BEGIN

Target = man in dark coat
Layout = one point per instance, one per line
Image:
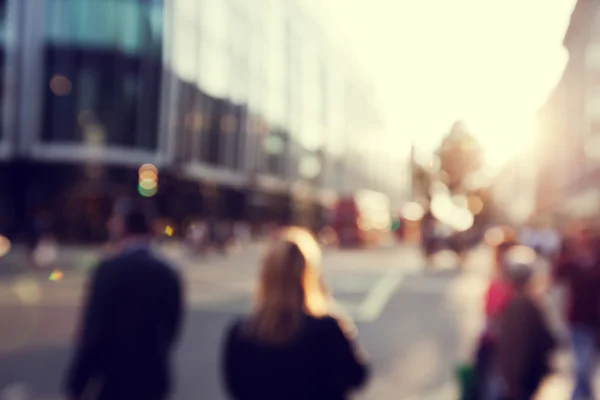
(525, 342)
(130, 324)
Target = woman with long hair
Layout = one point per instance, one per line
(291, 346)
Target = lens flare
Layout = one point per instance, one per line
(56, 275)
(148, 168)
(5, 246)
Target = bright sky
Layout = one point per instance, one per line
(489, 62)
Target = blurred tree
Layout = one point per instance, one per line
(460, 155)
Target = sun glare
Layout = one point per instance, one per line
(460, 62)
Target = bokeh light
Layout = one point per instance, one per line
(5, 246)
(148, 180)
(56, 275)
(413, 212)
(475, 205)
(494, 236)
(27, 290)
(147, 192)
(46, 253)
(521, 255)
(148, 167)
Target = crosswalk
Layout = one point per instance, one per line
(363, 295)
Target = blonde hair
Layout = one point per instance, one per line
(290, 286)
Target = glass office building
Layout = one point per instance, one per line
(246, 109)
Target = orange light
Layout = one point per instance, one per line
(5, 246)
(56, 275)
(148, 184)
(148, 176)
(148, 168)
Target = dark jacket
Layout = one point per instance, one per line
(130, 323)
(523, 347)
(320, 363)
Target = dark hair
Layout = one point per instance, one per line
(520, 275)
(136, 223)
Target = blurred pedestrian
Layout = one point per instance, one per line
(130, 323)
(291, 346)
(498, 295)
(524, 340)
(577, 266)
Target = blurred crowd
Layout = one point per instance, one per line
(515, 352)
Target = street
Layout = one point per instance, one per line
(416, 323)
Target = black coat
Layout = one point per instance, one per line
(129, 326)
(320, 363)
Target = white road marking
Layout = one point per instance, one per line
(449, 391)
(379, 295)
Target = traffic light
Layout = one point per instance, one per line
(147, 180)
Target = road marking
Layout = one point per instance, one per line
(377, 298)
(449, 391)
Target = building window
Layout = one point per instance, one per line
(103, 69)
(130, 26)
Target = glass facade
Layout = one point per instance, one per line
(102, 75)
(251, 89)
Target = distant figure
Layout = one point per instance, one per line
(525, 342)
(577, 266)
(130, 323)
(291, 346)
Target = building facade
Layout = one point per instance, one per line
(249, 112)
(569, 125)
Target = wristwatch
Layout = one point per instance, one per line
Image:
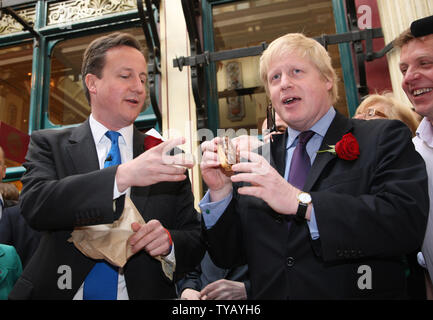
(304, 199)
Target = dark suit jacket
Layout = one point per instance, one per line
(15, 231)
(369, 212)
(64, 188)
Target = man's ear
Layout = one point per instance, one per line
(91, 82)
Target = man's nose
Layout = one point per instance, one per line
(410, 75)
(137, 85)
(286, 82)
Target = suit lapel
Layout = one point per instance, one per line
(339, 126)
(82, 150)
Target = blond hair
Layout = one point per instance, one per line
(394, 109)
(306, 48)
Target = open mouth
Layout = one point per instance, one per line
(419, 92)
(134, 101)
(290, 100)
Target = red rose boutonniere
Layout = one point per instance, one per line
(347, 148)
(150, 142)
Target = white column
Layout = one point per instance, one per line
(178, 107)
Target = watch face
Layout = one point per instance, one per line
(304, 197)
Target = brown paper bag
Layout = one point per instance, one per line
(110, 241)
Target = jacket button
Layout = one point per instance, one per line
(290, 261)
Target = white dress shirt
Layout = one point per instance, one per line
(103, 146)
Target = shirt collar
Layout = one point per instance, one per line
(320, 127)
(425, 132)
(99, 130)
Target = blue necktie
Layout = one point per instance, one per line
(101, 282)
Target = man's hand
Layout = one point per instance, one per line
(190, 294)
(266, 184)
(218, 183)
(224, 290)
(151, 237)
(153, 166)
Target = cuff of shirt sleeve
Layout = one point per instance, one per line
(212, 211)
(312, 225)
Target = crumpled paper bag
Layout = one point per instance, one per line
(110, 241)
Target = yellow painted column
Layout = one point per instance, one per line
(178, 107)
(395, 17)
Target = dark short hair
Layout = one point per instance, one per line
(94, 56)
(404, 38)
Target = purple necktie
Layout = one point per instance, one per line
(300, 164)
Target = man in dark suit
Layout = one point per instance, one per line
(15, 231)
(67, 185)
(337, 230)
(8, 193)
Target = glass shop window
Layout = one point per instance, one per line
(15, 87)
(249, 23)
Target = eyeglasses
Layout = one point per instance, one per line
(371, 113)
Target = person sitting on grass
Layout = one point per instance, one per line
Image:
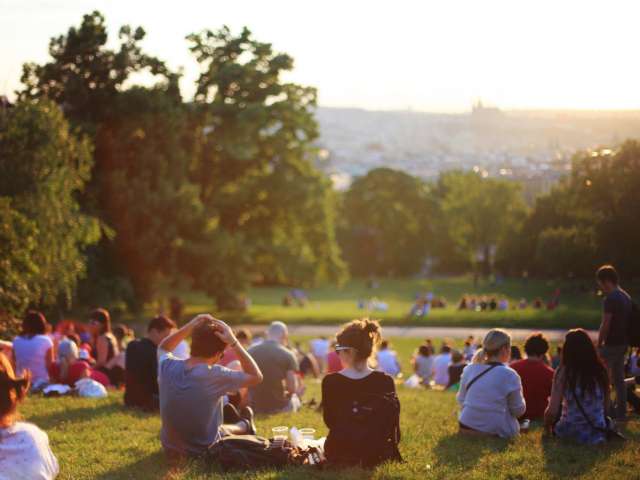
(33, 349)
(105, 344)
(423, 365)
(490, 392)
(536, 375)
(360, 406)
(280, 368)
(580, 392)
(141, 365)
(441, 366)
(192, 390)
(70, 368)
(455, 370)
(25, 453)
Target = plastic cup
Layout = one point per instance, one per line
(280, 434)
(308, 433)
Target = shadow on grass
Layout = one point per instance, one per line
(154, 465)
(82, 414)
(464, 451)
(566, 459)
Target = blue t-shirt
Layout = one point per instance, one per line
(191, 402)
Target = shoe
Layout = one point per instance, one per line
(247, 415)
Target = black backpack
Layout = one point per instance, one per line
(371, 429)
(634, 325)
(250, 452)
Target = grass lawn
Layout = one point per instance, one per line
(99, 439)
(337, 305)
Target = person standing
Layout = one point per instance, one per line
(279, 366)
(613, 337)
(141, 365)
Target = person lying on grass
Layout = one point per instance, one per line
(192, 390)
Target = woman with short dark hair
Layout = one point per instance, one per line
(580, 392)
(33, 349)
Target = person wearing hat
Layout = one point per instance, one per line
(490, 395)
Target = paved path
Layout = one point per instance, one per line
(518, 334)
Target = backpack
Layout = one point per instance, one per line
(634, 325)
(250, 452)
(371, 428)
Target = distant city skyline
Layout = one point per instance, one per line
(418, 55)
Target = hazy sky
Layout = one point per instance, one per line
(426, 55)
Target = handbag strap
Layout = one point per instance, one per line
(584, 414)
(477, 377)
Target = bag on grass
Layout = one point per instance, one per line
(250, 452)
(87, 387)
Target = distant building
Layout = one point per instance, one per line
(481, 112)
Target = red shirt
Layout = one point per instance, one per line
(536, 384)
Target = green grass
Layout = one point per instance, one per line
(332, 305)
(99, 439)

END

What you have to do — Word for word, repeat each line of the records, and leave every image out.

Reply —
Target = man in dark coat
Layout = one point per instance, one per line
Image:
(525, 342)
(130, 324)
Target = woman with long hair
Layout = one point per instance, one per line
(291, 346)
Target = lens flare
Layout = one point per instance, one per line
(56, 275)
(148, 168)
(5, 246)
Target = bright sky
Layout = one point per instance, one per line
(489, 62)
Target = blurred tree
Layout = one point per instance, one per line
(460, 155)
Target = sun glare
Layout = one point per instance, one per line
(460, 62)
Target = bokeh light
Layout = one point per instance, one per line
(5, 246)
(148, 180)
(56, 275)
(413, 212)
(475, 205)
(494, 236)
(27, 290)
(147, 192)
(46, 253)
(521, 255)
(148, 167)
Target = crosswalk
Layout = one point per instance, one per line
(363, 295)
Target = blonde hair
Layout = one point per instance, one per line
(290, 286)
Target = glass office building
Layout = one point per instance, one per line
(246, 109)
Target = orange light
Layout = one point per instance, one per line
(5, 246)
(56, 275)
(148, 184)
(148, 176)
(148, 168)
Target = dark jacket
Layout = one point per instance, one per line
(130, 323)
(523, 347)
(320, 363)
Target = dark hair
Layout = one point per instance, one per line
(520, 275)
(136, 223)
Target = blurred pedestrian
Layout = one point per instance, one per line
(130, 323)
(291, 346)
(498, 295)
(524, 340)
(577, 266)
Target = blurred crowd
Layout = one point per instance, one per line
(515, 352)
Target = street
Layout = one point per instance, one per line
(416, 323)
Target = black coat
Layout = one point per instance, one per line
(129, 326)
(320, 363)
Target = white road marking
Layout = one point per instance, one per line
(449, 391)
(379, 295)
Target = traffic light
Layout = one point per instance, one per line
(147, 180)
Target = road marking
Layout = one point per instance, one per line
(377, 298)
(449, 391)
Target = building window
Layout = one point per instance, one per line
(103, 69)
(130, 26)
Target = glass facade
Layout = one point per instance, one per line
(102, 75)
(251, 89)
Target = distant figure
Layout = one point per instance, one per line
(525, 342)
(577, 266)
(130, 323)
(291, 346)
Target = building facade
Layout = one point per instance, one per line
(249, 112)
(569, 125)
Target = wristwatch
Layout = one point per instance, one per line
Image:
(304, 199)
Target = dark suit jacket
Layout = one point per instance, one per line
(15, 231)
(369, 212)
(64, 188)
Target = man's ear
Layout = one point per instance, one per line
(91, 82)
Target = man's nose
Layout = one point per instance, one per line
(410, 75)
(137, 85)
(286, 82)
Target = suit lapel
Layout = one point per instance, one per line
(339, 126)
(82, 150)
Target = blond hair
Layout = one point per instance, one per line
(394, 109)
(306, 48)
Target = open mouth
Layout = one point per instance, one per line
(419, 92)
(134, 101)
(290, 100)
Target = red rose boutonniere
Layout = one point per instance, one per line
(347, 148)
(150, 142)
Target = white column
Layout = one point per instance, one per line
(178, 107)
Target = watch face
Layout = one point per instance, one per line
(304, 197)
Target = brown paper bag
Layout = one point per instance, one per line
(110, 241)
Target = jacket button
Layout = one point per instance, one per line
(290, 261)
Target = white dress shirt
Layout = one point per instance, one per line
(103, 146)
Target = shirt collar
Layout = one point per instance, one per line
(320, 127)
(425, 132)
(99, 130)
Target = blue necktie
Layout = one point per instance, one per line
(101, 282)
Target = man's hand
Layout = one point per instance, one per line
(190, 294)
(266, 184)
(218, 183)
(224, 290)
(151, 237)
(153, 166)
Target = cuff of shirt sleeve
Layout = one point per instance, one per line
(212, 211)
(312, 225)
Target = crumpled paper bag
Layout = one point per instance, one per line
(110, 241)
Target = yellow painted column
Layout = one point per instance, one per line
(178, 107)
(395, 17)
Target = dark short hair
Layout = one point per instance, one per line
(94, 56)
(404, 38)
Target = purple necktie
Layout = one point per instance, one per line
(300, 164)
Target = man in dark suit
Layout = one point per instance, one per line
(15, 231)
(67, 185)
(337, 230)
(8, 193)
Target = glass shop window
Layout = one point per instance, one per line
(15, 87)
(249, 23)
Target = eyeglasses
Layout = one point per instance, one per line
(371, 113)
Target = person sitting on grass
Layout = one point per instance, one per line
Image:
(33, 349)
(105, 344)
(423, 365)
(490, 392)
(536, 375)
(360, 406)
(280, 368)
(580, 392)
(141, 365)
(441, 366)
(192, 390)
(70, 368)
(455, 370)
(25, 453)
Target = plastic cup
Layout = one point per instance, one per line
(280, 434)
(308, 433)
Target = shadow on grass
Layout = one point per instance, one per line
(154, 465)
(82, 414)
(464, 451)
(566, 459)
Target = blue t-shirt
Layout = one point per instance, one per line
(191, 402)
Target = shoe
Layout = one point per instance, one per line
(247, 415)
Target = black backpack
Layout = one point per instance, one per line
(371, 429)
(634, 325)
(250, 452)
Target = grass lawn
Layout = one point per instance, one per line
(99, 439)
(337, 305)
Target = person standing
Layout = one point per instance, one per line
(279, 366)
(613, 337)
(141, 365)
Target = person lying on grass
Layout = one point per instance, one per line
(192, 390)
Target = woman with short dark hair
Layout = one point per instance, one per line
(580, 392)
(33, 349)
Target = person wearing hat
Layout = one point per instance, one per line
(490, 395)
Target = paved path
Layout = one point per instance, one per line
(518, 334)
Target = backpack
Layout = one point per instance, one per line
(634, 325)
(250, 452)
(371, 428)
Target = distant city skyline
Layout = one point per instance, one per line
(418, 55)
Target = hazy sky
Layout = one point per instance, one per line
(426, 55)
Target = handbag strap
Layout = one point per instance, one per line
(584, 414)
(477, 377)
Target = bag on grass
Layout = one point per instance, one per line
(250, 452)
(87, 387)
Target = distant building
Layout = one point per instance, one per line
(481, 112)
Target = red shirt
Layout = one point per instance, one per line
(536, 384)
Target = green grass
Layout = one point per instance, one per line
(332, 305)
(99, 439)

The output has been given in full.